WHAT IS NEEDED
Which lines of the entries below hold the word "target"? Report each of them.

*** Opening of PROVIDED ENTRIES ***

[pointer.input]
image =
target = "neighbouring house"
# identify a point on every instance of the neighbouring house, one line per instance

*** Close of PROVIDED ENTRIES ***
*** Opening of PROVIDED ENTRIES ***

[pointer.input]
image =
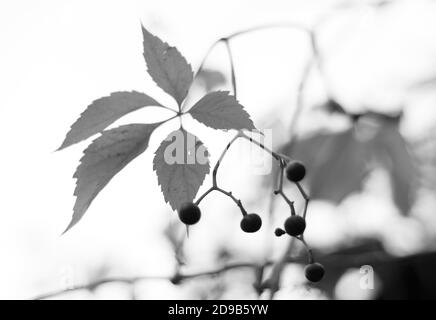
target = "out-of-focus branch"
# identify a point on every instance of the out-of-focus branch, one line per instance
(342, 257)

*** Close of PROVIDED ENTRIES ***

SOLUTION FOR THIS PROBLEM
target = "neighbouring house"
target = "out-of-focus branch"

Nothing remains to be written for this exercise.